Exercise directions –
From the post on the Milgram experiment, reproduce word for word the passage starting at "People sometimes point" and ending at "the Milgram Experiment.".

Document section –
Saturday, June 9, 2007

The Arrest of Matt Lepacek, and the MILGRAM EXPERIMENT

People, ordinary people like you and I, can and will do, horrible things when they are "just following orders". The danger of the fallout of people "just following orders" is magnified exponentially when those "following orders" have guns strapped on their hip, handcuffs on the back of their belt, a star on their uniform, and are operating "under color of law".

People sometimes point to the horrors inflicted on people by the Third Reich in World War II, by Nazi soldiers and henchmen of Hitler , and during the Nuremburg trials, they said they were "just following orders", but the sad but true truth is, you don't have to be a sadistic monster in order to do horrible injustices to your fellow citizens. All you have to be is someone who has a job, or is part of something that has a chain of command, and someone in authority who tells you to do it. It happens in corporations, and yes, even in police departments. If a cop is told to arrest and rough up a reporter like Lepacek, it certainly can happen.

For proof of this, just look at the Milgram Experiment.
"The Milgram experiment was a seminal series of social psychology experiments conducted by Yale University psychologist Stanley Milgram, which measured the willingness of study participants to obey an authority figure who instructed them to perform acts that conflicted with their personal conscience. Milgram first described his research in 1963 in an article published in the Journal of Abnormal and Social Psychology,[1] and later discussed his findings in greater depth in his 1974 book, Obedience to Authority: An Experimental View.[2]

The experiments began in July 1961, three months after the start of the trial of Nazi war criminal Adolf Eichmann in Jerusalem. Milgram devised the experiments to answer this question: "Could it be that Eichmann and his million accomplices in the Holocaust were just following orders? Could we call them all accomplices?"[3] Or, put another way, why were there so many "Good Germans"?

Milgram summed things up in his 1974 article, "The Perils of Obedience", writing:

The legal and philosophic aspects of obedience are of enormous importance, but they say very little about how most people behave in concrete situations. I set up a simple experiment at Yale University to test how much pain an ordinary citizen would inflict on another person simply because he was ordered to by an experimental scientist. Stark authority was pitted against the subjects' [participants'] strongest moral imperatives against hurting others, and, with the subjects' [participants'] ears ringing with the screams of the victims, authority won more often than not. The extreme willingness of adults to go to almost any lengths on the command of an authority constitutes the chief finding of the study and the fact most urgently demanding explanation.

Ordinary people, simply doing their jobs, and without any particular hostility on their part, can become agents in a terrible destructive process. Moreover, even when the destructive effects of their work become patently clear, and they are asked to carry out actions incompatible with fundamental standards of morality, relatively few people have the resources needed to resist authority.[4]"

Milgram's obedience experiment was replicated by other researchers since then, and has interstudy applicability and authentication.

"Stanley Milgram answered the call to this problem by performing a series of studies on the Obedience to Authority. Milgram's work began at Harvard where he was working towards his Ph.D. The experiments on which his initial research was based were done at Yale from 1961-1962.

In response to a newspaper ad offering $4.50 for one hour's work, an individual turns up to take part in a Psychology experiment investigating memory and learning. He is introduced to a stern looking experimenter in a white coat and a rather pleasant and friendly co-subject. The experimenter explains that the experiment will look into the role of punishment in learning, and that one will be the "teacher" and one will be the "learner." Lots are drawn to determine roles, and it is decided that the individual who answered the ad will become the "teacher."

Dataset records –
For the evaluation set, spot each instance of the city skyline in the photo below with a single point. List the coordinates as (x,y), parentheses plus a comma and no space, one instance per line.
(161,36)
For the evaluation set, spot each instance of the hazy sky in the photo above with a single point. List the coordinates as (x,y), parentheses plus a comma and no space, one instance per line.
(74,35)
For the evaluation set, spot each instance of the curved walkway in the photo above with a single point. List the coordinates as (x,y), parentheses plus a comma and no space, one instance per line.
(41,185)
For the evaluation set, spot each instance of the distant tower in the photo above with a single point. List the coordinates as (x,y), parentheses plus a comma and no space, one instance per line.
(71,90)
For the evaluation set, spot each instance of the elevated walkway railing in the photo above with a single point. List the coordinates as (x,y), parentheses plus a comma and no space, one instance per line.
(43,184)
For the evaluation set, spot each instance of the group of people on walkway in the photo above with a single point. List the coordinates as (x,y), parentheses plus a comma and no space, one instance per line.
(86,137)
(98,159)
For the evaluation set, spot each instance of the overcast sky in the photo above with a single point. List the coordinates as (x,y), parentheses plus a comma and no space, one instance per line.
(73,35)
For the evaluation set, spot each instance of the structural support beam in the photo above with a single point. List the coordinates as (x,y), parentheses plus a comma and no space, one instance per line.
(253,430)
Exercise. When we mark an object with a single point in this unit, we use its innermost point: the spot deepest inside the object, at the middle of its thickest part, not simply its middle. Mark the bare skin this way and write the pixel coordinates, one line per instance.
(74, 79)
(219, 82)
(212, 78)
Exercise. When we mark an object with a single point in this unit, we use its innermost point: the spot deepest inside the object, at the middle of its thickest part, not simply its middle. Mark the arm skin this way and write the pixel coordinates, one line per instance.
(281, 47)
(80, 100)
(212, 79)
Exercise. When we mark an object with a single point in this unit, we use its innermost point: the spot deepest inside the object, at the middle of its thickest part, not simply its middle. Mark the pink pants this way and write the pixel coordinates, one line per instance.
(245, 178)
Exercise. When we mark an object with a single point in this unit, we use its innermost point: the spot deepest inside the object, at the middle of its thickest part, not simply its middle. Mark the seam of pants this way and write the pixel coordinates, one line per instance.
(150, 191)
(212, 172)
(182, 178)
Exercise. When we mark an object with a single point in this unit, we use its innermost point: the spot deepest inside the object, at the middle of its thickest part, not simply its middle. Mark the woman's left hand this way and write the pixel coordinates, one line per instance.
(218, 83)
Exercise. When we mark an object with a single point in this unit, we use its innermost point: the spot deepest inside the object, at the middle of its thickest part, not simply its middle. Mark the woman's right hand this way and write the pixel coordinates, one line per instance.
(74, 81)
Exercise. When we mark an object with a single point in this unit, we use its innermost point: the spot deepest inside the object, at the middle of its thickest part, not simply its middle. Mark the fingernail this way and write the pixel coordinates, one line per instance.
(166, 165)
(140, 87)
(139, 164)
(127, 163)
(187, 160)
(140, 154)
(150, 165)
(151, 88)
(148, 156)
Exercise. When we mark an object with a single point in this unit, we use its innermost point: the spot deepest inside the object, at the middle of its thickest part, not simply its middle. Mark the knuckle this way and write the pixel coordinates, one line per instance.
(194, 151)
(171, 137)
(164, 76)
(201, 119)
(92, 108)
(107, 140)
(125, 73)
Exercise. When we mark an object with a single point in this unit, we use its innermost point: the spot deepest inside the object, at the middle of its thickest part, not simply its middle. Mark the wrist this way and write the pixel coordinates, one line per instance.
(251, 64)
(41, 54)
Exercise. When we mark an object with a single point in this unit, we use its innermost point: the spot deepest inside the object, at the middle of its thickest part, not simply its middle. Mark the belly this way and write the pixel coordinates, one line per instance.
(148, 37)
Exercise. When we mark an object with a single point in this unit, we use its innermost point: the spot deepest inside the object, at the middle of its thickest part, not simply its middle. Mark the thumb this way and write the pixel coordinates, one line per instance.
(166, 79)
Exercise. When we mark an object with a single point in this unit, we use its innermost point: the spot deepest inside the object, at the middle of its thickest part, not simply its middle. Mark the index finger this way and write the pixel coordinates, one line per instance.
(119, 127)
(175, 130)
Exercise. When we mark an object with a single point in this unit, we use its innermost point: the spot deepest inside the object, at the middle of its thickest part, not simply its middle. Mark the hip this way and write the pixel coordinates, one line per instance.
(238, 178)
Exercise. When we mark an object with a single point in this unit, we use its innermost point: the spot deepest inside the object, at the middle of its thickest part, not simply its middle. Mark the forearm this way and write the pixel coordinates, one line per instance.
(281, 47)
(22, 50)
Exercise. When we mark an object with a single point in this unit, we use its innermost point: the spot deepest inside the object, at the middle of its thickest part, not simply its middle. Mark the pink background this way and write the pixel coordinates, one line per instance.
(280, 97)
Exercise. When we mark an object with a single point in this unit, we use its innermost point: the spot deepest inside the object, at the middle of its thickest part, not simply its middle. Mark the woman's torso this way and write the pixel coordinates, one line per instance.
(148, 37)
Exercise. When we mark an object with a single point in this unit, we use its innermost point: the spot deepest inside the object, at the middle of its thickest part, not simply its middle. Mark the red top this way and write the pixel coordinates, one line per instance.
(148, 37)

Right answer –
People sometimes point to the horrors inflicted on people by the Third Reich in World War II, by Nazi soldiers and henchmen of Hitler , and during the Nuremburg trials, they said they were "just following orders", but the sad but true truth is, you don't have to be a sadistic monster in order to do horrible injustices to your fellow citizens. All you have to be is someone who has a job, or is part of something that has a chain of command, and someone in authority who tells you to do it. It happens in corporations, and yes, even in police departments. If a cop is told to arrest and rough up a reporter like Lepacek, it certainly can happen.

For proof of this, just look at the Milgram Experiment.